>>>>>

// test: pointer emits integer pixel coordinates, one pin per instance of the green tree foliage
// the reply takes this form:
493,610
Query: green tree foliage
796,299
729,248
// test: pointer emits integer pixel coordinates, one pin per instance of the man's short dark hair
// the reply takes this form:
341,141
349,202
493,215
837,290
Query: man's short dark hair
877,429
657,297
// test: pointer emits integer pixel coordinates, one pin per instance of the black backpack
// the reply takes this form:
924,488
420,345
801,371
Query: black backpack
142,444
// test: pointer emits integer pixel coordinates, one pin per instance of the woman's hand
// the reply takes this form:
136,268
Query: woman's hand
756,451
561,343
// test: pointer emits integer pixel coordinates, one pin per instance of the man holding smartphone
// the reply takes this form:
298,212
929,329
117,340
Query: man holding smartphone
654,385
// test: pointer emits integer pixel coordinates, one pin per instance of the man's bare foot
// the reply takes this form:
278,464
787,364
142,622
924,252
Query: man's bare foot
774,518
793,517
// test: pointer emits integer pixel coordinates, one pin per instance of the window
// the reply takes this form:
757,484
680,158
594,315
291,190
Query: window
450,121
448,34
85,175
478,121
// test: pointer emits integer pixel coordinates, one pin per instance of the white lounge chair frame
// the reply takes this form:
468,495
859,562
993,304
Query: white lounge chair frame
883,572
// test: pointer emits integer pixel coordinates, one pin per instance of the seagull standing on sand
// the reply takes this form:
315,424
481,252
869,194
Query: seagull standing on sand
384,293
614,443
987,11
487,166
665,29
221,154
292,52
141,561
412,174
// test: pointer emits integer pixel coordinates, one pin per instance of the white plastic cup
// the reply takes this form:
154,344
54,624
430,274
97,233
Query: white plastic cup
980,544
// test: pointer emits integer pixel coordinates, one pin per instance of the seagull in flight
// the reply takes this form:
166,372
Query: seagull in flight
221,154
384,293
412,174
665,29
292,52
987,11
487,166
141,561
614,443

<<<<<

Goal of the exercise »
Copy each line of the data above exactly as it appears.

Solution »
// test: pointer emits integer pixel coordinates, one pin per instance of the green tree foliage
// the reply takes this form:
493,610
Query: green tree foliage
796,299
729,248
// test: pointer emits integer pixel coordinates, one pin per instance of the man's short dark hair
// the reply takes this form:
341,141
349,202
493,215
837,290
Query: man's short dark hair
877,429
657,297
// test: pointer emits integer pixel coordinates, one pin per instance of the black backpack
// the reply takes this form:
924,488
420,345
801,371
Query: black backpack
142,444
// test: pointer emits integer pixel coordinates, one pin per instance of the woman's hand
// the reply takes this form:
136,268
Query: woman's hand
756,451
561,343
// test: pointer emits integer pixel coordinates, one pin per instance of the man holding smartphone
// the reply takes this form:
298,212
929,329
117,340
Query: man holding smartphone
654,385
// test: pointer emits integer pixel coordinates, one pin per instance of the man's bare foot
// the reply takes this form:
278,464
787,364
142,622
924,252
Query: man's bare foot
774,518
793,517
// test: pointer emits integer pixel coordinates, one pin per instance of the window
// the reply takes this form:
757,484
680,158
594,315
291,190
Query: window
450,121
448,34
85,175
478,121
// test: pointer emits integer pixel coordinates, one pin per instance of the white lounge chair frame
// the reply takes this form:
468,495
859,562
993,304
Query: white lounge chair frame
883,572
// test: pointer emits integer pixel coordinates, one pin per instance of the seagull standing on sand
// the reply takes this form:
315,424
481,252
869,194
Query: seagull standing on sand
384,293
614,443
987,11
487,166
665,29
221,154
292,52
141,561
412,174
// test: pointer emits integer pixel coordinates, one pin per instance of the white plastic cup
// the reply takes this form:
154,344
54,624
430,274
97,233
Query: white plastic cup
980,544
// test: pointer emits integer pixel coordinates, one pin per instance of the seagull in flight
// the reply takes this form:
166,372
Query: seagull in flight
221,154
384,293
412,174
665,29
292,52
987,11
487,166
141,561
614,443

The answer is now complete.